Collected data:
Content starts
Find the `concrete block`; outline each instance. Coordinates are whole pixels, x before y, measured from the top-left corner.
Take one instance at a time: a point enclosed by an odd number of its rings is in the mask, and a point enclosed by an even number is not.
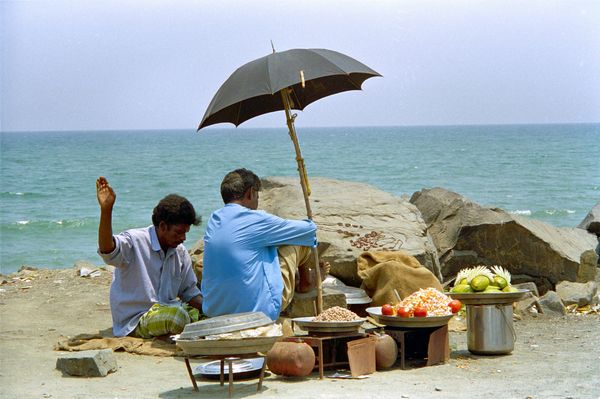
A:
[[[56,360],[64,374],[81,377],[106,377],[117,371],[117,359],[110,349],[71,352]]]

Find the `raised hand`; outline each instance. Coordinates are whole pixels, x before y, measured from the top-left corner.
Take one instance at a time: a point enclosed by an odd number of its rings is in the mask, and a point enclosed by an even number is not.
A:
[[[117,195],[112,187],[108,184],[108,180],[106,180],[104,176],[100,176],[96,180],[96,196],[98,197],[100,209],[112,210],[112,207],[117,199]]]

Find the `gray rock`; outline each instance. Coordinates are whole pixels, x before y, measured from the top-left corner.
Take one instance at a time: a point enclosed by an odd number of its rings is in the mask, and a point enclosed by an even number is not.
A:
[[[577,307],[591,305],[597,292],[598,284],[595,281],[588,281],[585,284],[561,281],[556,285],[556,293],[565,306],[573,304],[577,304]]]
[[[565,305],[554,291],[546,292],[546,294],[540,298],[539,303],[542,307],[542,313],[547,316],[564,316],[567,314]]]
[[[535,311],[532,311],[532,308],[535,308]],[[532,313],[537,315],[537,313],[541,311],[542,305],[538,298],[533,294],[527,295],[525,298],[515,303],[514,312],[520,315],[530,315]]]
[[[295,293],[292,302],[285,311],[286,316],[290,318],[316,316],[316,297],[317,290],[312,290],[304,294]],[[332,288],[323,288],[323,310],[334,306],[345,308],[346,295]]]
[[[580,229],[584,229],[589,231],[590,233],[596,234],[600,236],[600,201],[592,210],[587,214],[587,216],[579,223]]]
[[[331,264],[331,275],[358,287],[361,279],[356,259],[363,251],[404,250],[441,278],[427,226],[419,210],[406,199],[366,184],[320,177],[311,177],[310,186],[318,239],[323,248],[327,247],[321,258]],[[259,207],[283,218],[306,218],[299,179],[263,179]]]
[[[110,349],[72,352],[56,360],[64,374],[81,377],[105,377],[117,371],[117,359]]]
[[[539,279],[545,286],[547,280],[550,287],[596,276],[597,238],[585,230],[486,208],[442,188],[416,192],[410,201],[427,223],[444,277],[478,264],[501,265],[527,276],[524,281]]]
[[[518,288],[520,290],[529,290],[536,297],[540,296],[538,292],[537,286],[533,282],[520,283],[520,284],[511,284],[513,287]]]

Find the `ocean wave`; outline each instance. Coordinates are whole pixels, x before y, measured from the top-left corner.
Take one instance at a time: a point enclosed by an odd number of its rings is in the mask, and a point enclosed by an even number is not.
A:
[[[545,218],[548,216],[567,216],[572,215],[576,211],[572,209],[542,209],[532,212],[529,209],[517,209],[514,211],[508,211],[508,213],[513,215],[523,215],[523,216],[533,216],[538,218]]]
[[[517,209],[516,211],[509,211],[508,213],[511,213],[513,215],[525,215],[525,216],[531,216],[531,211],[529,209]]]
[[[28,198],[44,198],[46,194],[34,193],[29,191],[2,191],[0,192],[2,198],[15,198],[15,197],[28,197]]]
[[[544,218],[548,216],[567,216],[573,213],[575,213],[575,211],[572,209],[543,209],[534,212],[533,215],[535,217]]]
[[[91,222],[97,224],[97,221],[91,219],[59,219],[59,220],[17,220],[15,222],[5,223],[3,227],[7,229],[53,229],[53,228],[80,228],[89,225]]]

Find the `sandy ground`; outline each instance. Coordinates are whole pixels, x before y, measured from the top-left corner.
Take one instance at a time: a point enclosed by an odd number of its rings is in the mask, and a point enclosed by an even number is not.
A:
[[[116,353],[119,369],[104,378],[63,376],[56,370],[61,335],[110,327],[110,275],[78,277],[74,269],[35,270],[0,286],[2,398],[226,398],[226,387],[199,381],[192,391],[178,358]],[[392,368],[363,380],[290,379],[267,373],[236,382],[234,397],[284,398],[600,398],[600,316],[527,317],[515,322],[515,350],[474,356],[466,333],[451,332],[450,360]],[[332,371],[326,372],[326,375]]]

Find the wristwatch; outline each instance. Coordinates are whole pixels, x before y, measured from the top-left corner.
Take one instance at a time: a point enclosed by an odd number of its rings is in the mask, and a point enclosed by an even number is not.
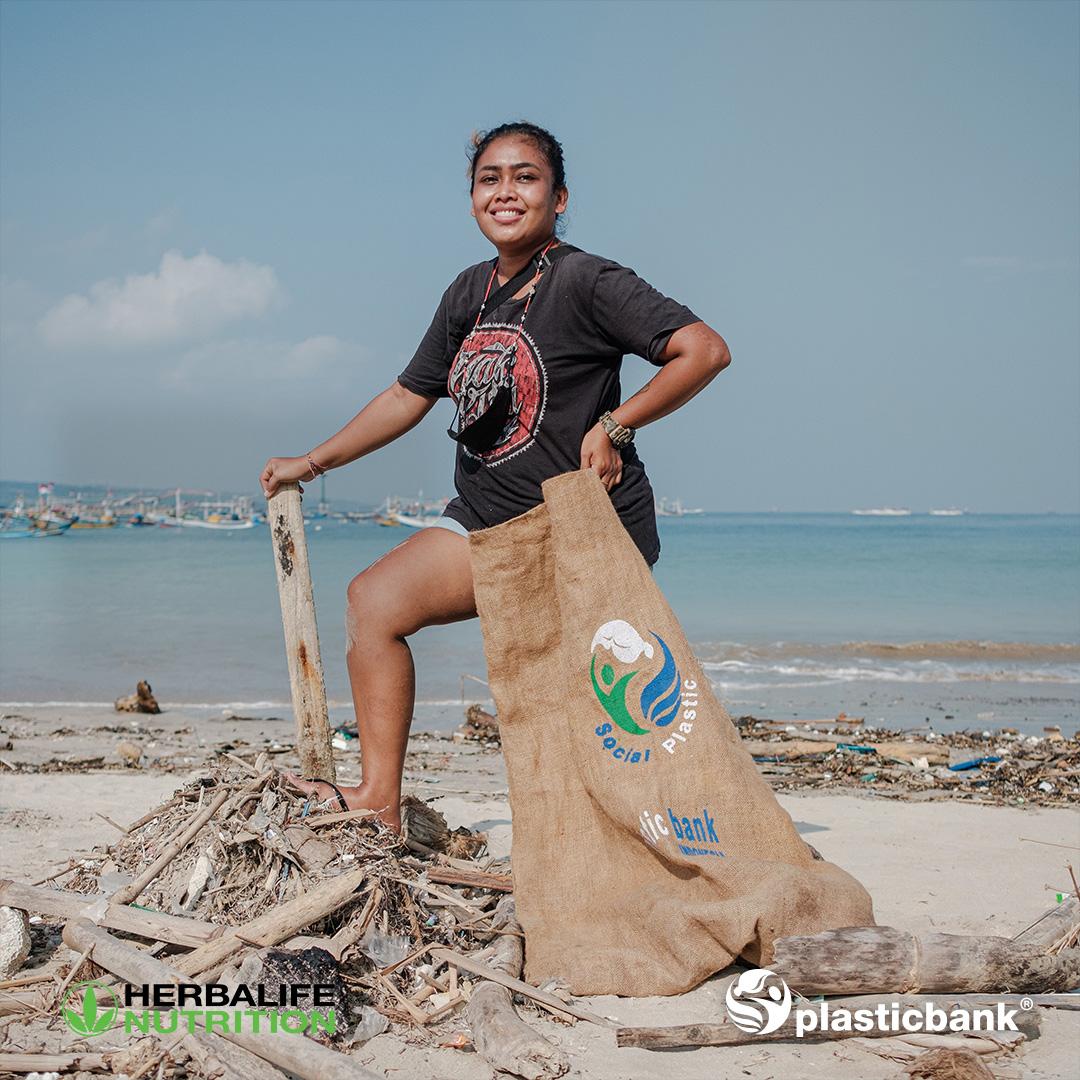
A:
[[[600,426],[607,432],[611,445],[619,450],[624,446],[629,446],[634,441],[634,429],[623,427],[610,412],[606,412],[600,417]]]

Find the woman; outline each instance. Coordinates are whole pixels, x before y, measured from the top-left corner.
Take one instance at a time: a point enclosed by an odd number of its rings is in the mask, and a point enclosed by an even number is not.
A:
[[[290,778],[342,807],[401,825],[401,777],[415,673],[406,639],[476,615],[468,532],[542,501],[541,483],[593,469],[645,560],[660,554],[652,489],[633,433],[689,401],[730,363],[727,346],[688,308],[633,271],[556,238],[568,192],[562,147],[533,124],[474,139],[472,216],[498,257],[458,275],[416,355],[387,390],[301,457],[271,458],[260,481],[314,479],[392,442],[440,397],[458,415],[457,498],[427,528],[348,588],[348,669],[363,780],[338,788]],[[620,403],[619,368],[634,352],[660,371]]]

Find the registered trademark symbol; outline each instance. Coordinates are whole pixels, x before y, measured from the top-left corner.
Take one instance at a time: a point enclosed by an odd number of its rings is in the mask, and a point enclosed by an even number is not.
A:
[[[1031,1012],[1031,1010],[1035,1008],[1035,1002],[1029,997],[1022,997],[1020,999],[1020,1008],[1024,1012]]]

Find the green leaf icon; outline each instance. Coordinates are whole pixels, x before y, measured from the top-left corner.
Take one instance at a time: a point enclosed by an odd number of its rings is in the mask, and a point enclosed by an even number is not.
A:
[[[82,999],[83,1027],[87,1031],[93,1031],[97,1020],[97,993],[92,986],[86,988]]]
[[[79,992],[82,992],[82,1011],[76,1012],[68,1008],[68,1003],[78,1004]],[[98,994],[102,995],[105,1003],[104,1008],[98,1007]],[[64,1019],[67,1025],[77,1035],[101,1035],[112,1027],[116,1020],[117,997],[113,991],[101,983],[86,982],[69,990],[64,997]]]

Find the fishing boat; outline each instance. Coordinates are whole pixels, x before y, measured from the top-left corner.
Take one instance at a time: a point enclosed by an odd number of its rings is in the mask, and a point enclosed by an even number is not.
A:
[[[902,506],[874,506],[867,510],[852,510],[856,517],[910,517],[911,511]]]
[[[399,525],[405,525],[410,529],[426,529],[430,525],[434,525],[442,514],[429,514],[426,517],[414,517],[412,514],[398,514],[397,523]]]
[[[5,518],[0,521],[0,540],[33,540],[48,536],[63,536],[71,528],[66,525],[35,525],[23,518]]]
[[[38,484],[37,506],[24,509],[23,497],[15,500],[13,516],[25,516],[30,527],[43,535],[57,536],[66,532],[78,520],[78,515],[69,510],[62,502],[53,499],[53,484]]]
[[[326,473],[322,473],[319,476],[319,503],[314,510],[309,510],[304,514],[304,520],[311,521],[325,521],[331,517],[330,504],[326,501]]]
[[[235,532],[239,529],[253,529],[262,520],[252,511],[251,499],[242,495],[236,499],[210,499],[196,503],[189,511],[181,501],[183,494],[176,489],[176,507],[172,514],[160,514],[155,517],[159,525],[184,529],[217,529]],[[195,492],[193,494],[212,494]]]
[[[38,522],[24,513],[22,499],[0,514],[0,540],[37,540],[63,536],[71,528],[70,521]]]
[[[687,514],[704,514],[700,506],[683,506],[682,499],[660,499],[656,502],[657,517],[685,517]]]
[[[49,490],[52,490],[51,485]],[[14,505],[0,510],[0,539],[30,540],[63,536],[71,524],[70,518],[53,514],[48,509],[28,511],[23,497],[19,495]]]
[[[424,500],[421,491],[415,499],[387,495],[375,510],[375,524],[389,527],[404,525],[409,529],[426,529],[442,517],[449,499]]]
[[[946,507],[942,507],[942,509],[940,509],[940,510],[931,510],[930,511],[930,516],[931,517],[960,517],[960,516],[963,515],[963,513],[964,513],[964,511],[961,510],[957,506],[946,506]]]

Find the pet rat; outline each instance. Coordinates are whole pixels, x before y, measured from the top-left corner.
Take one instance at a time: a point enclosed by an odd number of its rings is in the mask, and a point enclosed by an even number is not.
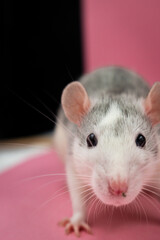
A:
[[[119,207],[134,201],[153,176],[160,185],[160,82],[150,89],[128,69],[95,70],[64,88],[58,119],[54,144],[73,208],[72,217],[61,221],[66,233],[91,233],[89,190],[103,204]]]

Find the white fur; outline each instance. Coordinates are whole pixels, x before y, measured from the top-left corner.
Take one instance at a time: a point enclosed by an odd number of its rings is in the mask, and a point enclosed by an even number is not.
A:
[[[104,80],[103,78],[105,77],[106,84],[108,83],[108,86],[110,86],[111,82],[107,80],[107,77],[112,76],[115,75],[111,74],[107,76],[102,76],[102,79],[100,79]],[[119,78],[118,76],[119,75],[117,75],[116,78],[117,80]],[[95,77],[93,77],[93,79],[87,78],[87,81],[96,80],[96,74]],[[138,91],[139,83],[142,83],[141,88],[143,88],[144,86],[145,92],[146,85],[143,80],[141,81],[139,78],[136,77],[136,75],[133,78],[133,74],[131,74],[129,78],[131,79],[128,79],[128,87],[135,80],[135,86],[133,84],[133,94],[134,92],[141,92]],[[120,77],[119,83],[121,82],[122,79]],[[126,84],[127,83],[125,83],[125,85]],[[133,106],[135,106],[136,109],[142,113],[142,115],[145,114],[143,94],[140,94],[142,98],[136,99],[133,97],[134,95],[132,96],[132,91],[128,92],[126,90],[125,92],[125,85],[124,96],[122,94],[120,98],[124,106],[126,98],[126,101],[128,101],[130,105],[133,104]],[[91,94],[90,100],[92,103],[92,107],[95,105],[96,102],[99,101],[101,91],[103,90],[102,87],[103,86],[101,86],[101,89],[99,89],[99,92],[95,91],[95,93]],[[126,93],[131,93],[131,95],[128,96],[126,95]],[[97,110],[97,112],[94,113],[96,113],[99,117],[101,116],[101,114],[104,114],[104,111],[103,113],[101,113]],[[116,126],[114,124],[116,124],[117,120],[120,118],[122,118],[123,120],[122,126],[120,126],[122,127],[120,128],[121,131],[119,133],[118,126],[118,130],[116,129],[114,133],[114,127]],[[65,131],[61,126],[58,126],[58,129],[55,132],[55,145],[61,154],[62,149],[64,150],[62,157],[66,158],[65,163],[67,180],[73,206],[73,217],[71,218],[73,226],[75,226],[77,222],[78,225],[80,225],[79,222],[83,222],[85,220],[86,199],[84,198],[84,196],[82,197],[84,184],[85,187],[87,186],[89,190],[92,189],[96,197],[106,205],[122,206],[129,204],[136,199],[136,197],[143,188],[143,184],[146,183],[151,176],[154,175],[156,177],[159,177],[160,163],[158,162],[158,159],[155,158],[156,150],[153,148],[153,146],[155,146],[153,145],[153,143],[157,145],[157,141],[155,141],[154,131],[150,131],[150,126],[148,125],[148,122],[141,117],[141,114],[137,114],[137,116],[134,114],[130,114],[127,117],[125,117],[125,115],[122,116],[122,112],[118,108],[118,102],[113,101],[112,105],[110,105],[108,112],[106,113],[106,116],[103,117],[103,119],[99,123],[95,121],[96,124],[93,124],[93,129],[91,129],[92,119],[89,120],[91,124],[89,123],[90,126],[88,127],[88,129],[90,129],[89,131],[91,132],[87,132],[86,128],[82,129],[82,134],[85,135],[85,138],[83,138],[83,143],[81,139],[78,138],[78,135],[74,138],[72,142],[71,155],[67,155],[67,131]],[[123,125],[123,123],[125,124]],[[147,128],[147,126],[149,127]],[[98,144],[96,147],[93,148],[88,148],[87,143],[85,142],[85,139],[90,133],[95,133],[96,137],[98,138]],[[136,146],[135,140],[137,134],[139,133],[142,133],[144,135],[146,134],[149,138],[147,139],[147,141],[149,141],[149,147],[147,149],[142,149]],[[150,135],[148,133],[150,133]],[[68,146],[69,144],[70,142],[68,142]],[[81,176],[80,178],[79,175]],[[123,195],[115,196],[109,191],[109,182],[111,180],[113,180],[113,182],[122,181],[128,184],[128,189],[125,192],[126,197],[124,197]],[[87,198],[89,198],[89,196],[90,195],[87,195]]]
[[[106,116],[93,129],[98,138],[98,145],[92,149],[80,147],[78,138],[73,145],[73,163],[76,171],[90,176],[90,184],[97,197],[105,204],[114,206],[132,202],[142,189],[145,178],[151,177],[156,166],[152,152],[146,152],[136,146],[136,135],[143,130],[138,127],[141,126],[138,118],[134,124],[128,119],[124,133],[120,136],[112,136],[110,126],[114,126],[120,117],[122,112],[116,104],[112,105]],[[147,163],[146,159],[152,164]],[[141,171],[147,165],[148,168]],[[112,196],[108,191],[109,181],[118,181],[118,179],[128,183],[125,198]]]
[[[61,124],[57,124],[54,130],[53,147],[56,149],[60,159],[64,161],[67,155],[67,133]]]
[[[99,127],[113,124],[121,115],[122,113],[119,110],[118,106],[116,104],[113,104],[107,112],[106,116],[100,122]]]

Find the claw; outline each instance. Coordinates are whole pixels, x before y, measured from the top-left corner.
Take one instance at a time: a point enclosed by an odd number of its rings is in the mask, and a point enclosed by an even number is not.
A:
[[[87,233],[92,234],[90,226],[84,221],[73,223],[69,218],[65,218],[59,222],[59,225],[65,227],[65,233],[67,235],[74,232],[77,237],[80,237],[81,230],[85,230]]]
[[[68,235],[69,233],[71,233],[73,231],[73,226],[71,223],[68,223],[66,226],[65,226],[65,233]]]
[[[64,218],[64,219],[62,219],[61,221],[58,222],[58,225],[62,226],[62,227],[65,227],[67,225],[67,223],[69,223],[69,222],[70,222],[69,218]]]
[[[91,230],[90,226],[87,223],[85,223],[85,222],[82,223],[82,228],[84,230],[86,230],[87,233],[92,234],[92,230]]]

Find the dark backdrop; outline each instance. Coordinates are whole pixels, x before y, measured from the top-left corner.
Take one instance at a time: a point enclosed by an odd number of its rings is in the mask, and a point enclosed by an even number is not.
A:
[[[55,120],[47,108],[56,114],[82,73],[80,2],[5,0],[1,10],[0,139],[49,131],[35,108]]]

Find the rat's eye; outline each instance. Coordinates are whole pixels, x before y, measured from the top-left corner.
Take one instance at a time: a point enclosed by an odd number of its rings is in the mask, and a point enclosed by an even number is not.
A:
[[[95,147],[98,143],[98,140],[97,140],[96,136],[94,135],[94,133],[89,134],[86,141],[87,141],[87,145],[89,148]]]
[[[138,134],[136,138],[137,147],[143,148],[145,144],[146,144],[146,138],[142,134]]]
Content ends
What you should do :: From the line holding "Find the dark" to the line holding "Find the rat's", inclusive, restate each line above exactly as written.

Exercise response ::
Find the dark backdrop; outline each instance. Coordinates are whole pixels, x before y, measured from the top-left corner.
Take one instance at a time: a point enclosed by an odd number of its rings is in the mask, and a point enclosed by an even number is not.
A:
[[[55,120],[47,108],[56,114],[82,73],[80,2],[5,0],[1,10],[0,139],[49,131],[35,108]]]

Find the rat's eye; outline each instance. Coordinates are whole pixels, x before y, measured from the top-left corner.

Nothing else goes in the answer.